Scan the records for the line containing "For this drill the class indicates the woman's"; extract it and all later lines, verbatim, through the end, and nothing before it.

Data for this exercise:
## begin

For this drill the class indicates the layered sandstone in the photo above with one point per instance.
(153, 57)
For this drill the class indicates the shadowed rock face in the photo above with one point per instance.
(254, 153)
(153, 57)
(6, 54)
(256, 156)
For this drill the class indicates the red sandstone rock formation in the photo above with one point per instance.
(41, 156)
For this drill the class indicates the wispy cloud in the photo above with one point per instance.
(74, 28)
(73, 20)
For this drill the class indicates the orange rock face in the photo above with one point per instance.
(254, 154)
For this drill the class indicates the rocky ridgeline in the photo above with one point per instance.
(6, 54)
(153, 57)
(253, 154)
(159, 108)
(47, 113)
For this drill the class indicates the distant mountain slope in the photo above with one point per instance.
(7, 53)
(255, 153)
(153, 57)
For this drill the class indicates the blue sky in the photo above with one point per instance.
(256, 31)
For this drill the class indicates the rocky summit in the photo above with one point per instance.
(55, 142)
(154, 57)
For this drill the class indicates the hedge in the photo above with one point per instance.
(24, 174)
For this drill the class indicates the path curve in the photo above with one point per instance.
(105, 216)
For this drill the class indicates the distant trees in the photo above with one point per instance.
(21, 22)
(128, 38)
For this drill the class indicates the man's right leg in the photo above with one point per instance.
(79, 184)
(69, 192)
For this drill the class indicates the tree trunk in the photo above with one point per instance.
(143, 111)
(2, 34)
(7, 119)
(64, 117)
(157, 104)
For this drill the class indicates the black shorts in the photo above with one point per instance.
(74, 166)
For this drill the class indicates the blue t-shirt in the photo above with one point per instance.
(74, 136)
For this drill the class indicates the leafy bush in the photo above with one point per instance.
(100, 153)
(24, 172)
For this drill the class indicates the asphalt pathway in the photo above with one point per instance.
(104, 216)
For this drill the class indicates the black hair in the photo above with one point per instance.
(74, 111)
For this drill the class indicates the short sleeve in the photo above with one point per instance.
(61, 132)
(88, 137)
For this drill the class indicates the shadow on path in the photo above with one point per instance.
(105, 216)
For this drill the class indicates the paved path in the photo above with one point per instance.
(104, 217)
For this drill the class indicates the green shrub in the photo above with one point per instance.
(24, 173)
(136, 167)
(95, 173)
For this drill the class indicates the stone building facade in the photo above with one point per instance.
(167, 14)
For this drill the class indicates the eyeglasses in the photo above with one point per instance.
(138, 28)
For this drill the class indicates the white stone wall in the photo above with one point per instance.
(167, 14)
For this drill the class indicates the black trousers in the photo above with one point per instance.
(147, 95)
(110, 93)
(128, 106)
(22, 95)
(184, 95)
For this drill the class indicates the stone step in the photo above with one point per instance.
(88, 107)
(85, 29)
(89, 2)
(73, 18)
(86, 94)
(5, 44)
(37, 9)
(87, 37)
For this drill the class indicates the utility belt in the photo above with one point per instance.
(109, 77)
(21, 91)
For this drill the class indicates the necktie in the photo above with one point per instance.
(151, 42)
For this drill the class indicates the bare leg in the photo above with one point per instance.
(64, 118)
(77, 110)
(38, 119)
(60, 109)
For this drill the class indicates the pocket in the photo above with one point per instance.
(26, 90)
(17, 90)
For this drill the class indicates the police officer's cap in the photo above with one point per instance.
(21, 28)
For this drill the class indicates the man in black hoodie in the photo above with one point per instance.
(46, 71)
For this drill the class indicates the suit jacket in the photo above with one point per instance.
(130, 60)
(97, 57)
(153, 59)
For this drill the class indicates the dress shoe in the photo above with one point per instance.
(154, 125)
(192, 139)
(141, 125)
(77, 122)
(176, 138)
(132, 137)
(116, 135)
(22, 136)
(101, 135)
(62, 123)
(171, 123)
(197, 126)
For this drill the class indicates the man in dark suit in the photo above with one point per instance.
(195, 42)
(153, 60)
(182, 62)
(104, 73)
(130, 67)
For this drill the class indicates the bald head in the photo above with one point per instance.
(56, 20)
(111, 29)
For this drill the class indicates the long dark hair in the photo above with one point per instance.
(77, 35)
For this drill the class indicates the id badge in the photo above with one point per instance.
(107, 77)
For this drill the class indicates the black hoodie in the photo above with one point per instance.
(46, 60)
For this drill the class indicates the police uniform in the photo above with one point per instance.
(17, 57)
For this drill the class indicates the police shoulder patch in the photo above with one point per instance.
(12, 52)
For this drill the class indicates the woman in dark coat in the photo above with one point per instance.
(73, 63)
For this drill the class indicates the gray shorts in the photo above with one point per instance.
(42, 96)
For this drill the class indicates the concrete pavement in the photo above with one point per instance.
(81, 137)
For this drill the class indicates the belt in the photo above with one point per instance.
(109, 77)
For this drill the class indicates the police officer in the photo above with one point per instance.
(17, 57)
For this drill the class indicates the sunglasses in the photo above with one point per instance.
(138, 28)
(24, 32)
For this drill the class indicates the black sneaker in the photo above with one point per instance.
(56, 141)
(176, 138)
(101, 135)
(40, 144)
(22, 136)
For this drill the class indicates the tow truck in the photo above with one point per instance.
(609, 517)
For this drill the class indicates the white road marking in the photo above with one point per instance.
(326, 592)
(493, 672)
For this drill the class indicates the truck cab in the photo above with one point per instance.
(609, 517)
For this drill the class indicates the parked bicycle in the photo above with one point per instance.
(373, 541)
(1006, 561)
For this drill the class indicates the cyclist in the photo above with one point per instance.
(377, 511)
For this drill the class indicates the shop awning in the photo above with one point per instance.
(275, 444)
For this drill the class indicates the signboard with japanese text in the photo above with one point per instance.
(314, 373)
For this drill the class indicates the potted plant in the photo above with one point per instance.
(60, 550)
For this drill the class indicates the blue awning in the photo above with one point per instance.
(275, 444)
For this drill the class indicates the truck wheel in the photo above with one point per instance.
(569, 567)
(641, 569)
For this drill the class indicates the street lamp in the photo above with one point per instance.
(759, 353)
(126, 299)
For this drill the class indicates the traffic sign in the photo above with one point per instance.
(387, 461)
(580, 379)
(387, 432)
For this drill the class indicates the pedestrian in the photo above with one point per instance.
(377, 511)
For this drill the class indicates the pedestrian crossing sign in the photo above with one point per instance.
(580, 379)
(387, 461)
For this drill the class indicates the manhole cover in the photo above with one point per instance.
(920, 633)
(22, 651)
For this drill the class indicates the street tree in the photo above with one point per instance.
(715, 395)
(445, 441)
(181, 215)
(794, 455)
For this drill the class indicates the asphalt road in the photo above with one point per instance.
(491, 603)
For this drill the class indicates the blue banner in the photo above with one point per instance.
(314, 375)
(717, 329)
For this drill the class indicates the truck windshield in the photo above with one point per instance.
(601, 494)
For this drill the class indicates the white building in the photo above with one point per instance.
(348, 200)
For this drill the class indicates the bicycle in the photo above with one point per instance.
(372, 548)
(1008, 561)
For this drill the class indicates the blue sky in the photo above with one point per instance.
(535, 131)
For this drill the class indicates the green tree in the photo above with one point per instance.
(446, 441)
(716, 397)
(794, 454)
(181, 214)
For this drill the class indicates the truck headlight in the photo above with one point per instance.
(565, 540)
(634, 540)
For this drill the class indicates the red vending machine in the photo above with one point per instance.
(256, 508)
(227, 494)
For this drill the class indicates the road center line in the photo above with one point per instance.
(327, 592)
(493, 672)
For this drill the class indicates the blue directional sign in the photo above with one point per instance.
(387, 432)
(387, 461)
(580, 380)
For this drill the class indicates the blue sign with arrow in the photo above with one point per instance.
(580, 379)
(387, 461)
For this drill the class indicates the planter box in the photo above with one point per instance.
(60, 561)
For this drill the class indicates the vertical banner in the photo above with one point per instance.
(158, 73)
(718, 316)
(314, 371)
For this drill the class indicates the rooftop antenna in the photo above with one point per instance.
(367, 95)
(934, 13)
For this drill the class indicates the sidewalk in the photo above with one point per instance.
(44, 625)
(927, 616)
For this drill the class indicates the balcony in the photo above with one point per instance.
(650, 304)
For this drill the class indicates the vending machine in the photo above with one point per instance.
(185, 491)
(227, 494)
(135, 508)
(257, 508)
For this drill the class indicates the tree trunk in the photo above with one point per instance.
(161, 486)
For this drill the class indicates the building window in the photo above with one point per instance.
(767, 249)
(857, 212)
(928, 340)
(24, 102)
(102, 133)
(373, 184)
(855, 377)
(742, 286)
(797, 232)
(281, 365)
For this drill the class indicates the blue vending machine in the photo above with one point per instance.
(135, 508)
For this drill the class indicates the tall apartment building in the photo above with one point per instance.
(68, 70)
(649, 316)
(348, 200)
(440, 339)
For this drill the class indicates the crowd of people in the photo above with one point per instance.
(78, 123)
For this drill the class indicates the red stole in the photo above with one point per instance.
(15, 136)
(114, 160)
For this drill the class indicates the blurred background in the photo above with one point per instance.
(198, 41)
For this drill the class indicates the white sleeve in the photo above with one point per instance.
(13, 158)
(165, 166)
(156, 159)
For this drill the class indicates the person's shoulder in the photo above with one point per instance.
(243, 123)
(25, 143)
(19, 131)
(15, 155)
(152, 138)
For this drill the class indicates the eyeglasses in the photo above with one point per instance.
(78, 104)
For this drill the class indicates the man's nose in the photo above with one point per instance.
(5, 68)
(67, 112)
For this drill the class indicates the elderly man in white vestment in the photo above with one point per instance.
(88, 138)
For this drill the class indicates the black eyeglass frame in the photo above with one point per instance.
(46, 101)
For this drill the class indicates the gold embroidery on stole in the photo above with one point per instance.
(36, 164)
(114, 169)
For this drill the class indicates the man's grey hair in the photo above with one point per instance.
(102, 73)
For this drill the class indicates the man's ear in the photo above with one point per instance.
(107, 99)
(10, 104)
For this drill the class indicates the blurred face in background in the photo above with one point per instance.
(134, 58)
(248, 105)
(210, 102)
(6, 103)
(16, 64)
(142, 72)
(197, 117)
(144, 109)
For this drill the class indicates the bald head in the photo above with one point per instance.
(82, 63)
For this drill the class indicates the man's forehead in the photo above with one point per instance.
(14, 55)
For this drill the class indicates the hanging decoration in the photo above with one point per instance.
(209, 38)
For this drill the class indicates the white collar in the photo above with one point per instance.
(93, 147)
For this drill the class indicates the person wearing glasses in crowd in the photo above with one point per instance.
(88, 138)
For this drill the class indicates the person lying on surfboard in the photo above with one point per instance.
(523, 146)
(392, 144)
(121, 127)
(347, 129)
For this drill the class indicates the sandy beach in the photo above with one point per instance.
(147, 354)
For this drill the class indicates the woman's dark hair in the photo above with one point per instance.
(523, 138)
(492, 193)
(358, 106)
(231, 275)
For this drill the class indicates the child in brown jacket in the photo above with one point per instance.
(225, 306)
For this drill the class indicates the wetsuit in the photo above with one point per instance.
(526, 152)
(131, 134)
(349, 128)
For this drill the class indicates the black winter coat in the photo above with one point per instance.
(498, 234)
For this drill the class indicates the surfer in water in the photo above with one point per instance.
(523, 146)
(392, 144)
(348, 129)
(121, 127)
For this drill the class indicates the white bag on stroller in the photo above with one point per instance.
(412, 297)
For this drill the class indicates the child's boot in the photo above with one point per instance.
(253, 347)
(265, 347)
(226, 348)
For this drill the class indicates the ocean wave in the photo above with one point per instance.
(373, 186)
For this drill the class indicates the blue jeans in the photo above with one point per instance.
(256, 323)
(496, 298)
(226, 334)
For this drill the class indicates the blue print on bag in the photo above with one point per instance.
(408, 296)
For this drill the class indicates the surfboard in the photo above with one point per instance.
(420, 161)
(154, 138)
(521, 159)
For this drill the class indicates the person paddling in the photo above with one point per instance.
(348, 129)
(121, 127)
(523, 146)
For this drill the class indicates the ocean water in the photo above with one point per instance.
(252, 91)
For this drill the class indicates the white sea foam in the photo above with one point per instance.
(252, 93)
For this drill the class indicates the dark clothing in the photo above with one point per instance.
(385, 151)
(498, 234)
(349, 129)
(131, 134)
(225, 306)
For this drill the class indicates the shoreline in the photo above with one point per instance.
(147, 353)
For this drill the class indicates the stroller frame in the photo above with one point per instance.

## end

Output for this task:
For this drill the class indicates the woman's dark hair in the photo above with one point per instance.
(523, 138)
(492, 193)
(358, 106)
(231, 275)
For this drill the class indicates the child in brown jacket in the photo above with one point per instance.
(225, 306)
For this drill the class indicates the wetsuit in the photo above with one point per instance.
(526, 152)
(131, 134)
(349, 128)
For this drill the class indicates the black winter coat in the photo above with one point per instance.
(498, 234)
For this drill the class indicates the surfer in water in the photo above with one point per instance.
(523, 146)
(392, 144)
(348, 129)
(121, 127)
For this drill the class indicates the white bag on stroller in the photo above with one point per instance.
(412, 297)
For this drill the class indicates the child's boot in the photo above with one point per instance.
(253, 347)
(265, 347)
(226, 348)
For this drill the class indicates the ocean wave in the photo above with one point per instance.
(373, 186)
For this drill the class indicates the blue jeans in the photo above with one point per instance.
(256, 323)
(496, 298)
(226, 334)
For this drill the class indicates the blue print on bag in the photo above with one point per instance.
(408, 296)
For this drill the class indicates the surfboard in the photo above with one point per instance.
(420, 161)
(154, 138)
(521, 159)
For this drill the class indicates the person paddling in the photo above with one point per instance.
(348, 129)
(121, 127)
(523, 146)
For this drill the class indicates the ocean water in the photo above with one point per instance.
(252, 91)
For this drill the class indicates the white sea foam in the photo above with one point per instance.
(252, 93)
For this drill the class indicates the dark clothing in the photo above with one point per instance.
(385, 151)
(498, 234)
(349, 129)
(131, 134)
(225, 306)
For this drill the class indicates the shoreline in the photo above with one point per instance.
(147, 353)
For this drill the class indicates the stroller frame in the photo above with one point per instance.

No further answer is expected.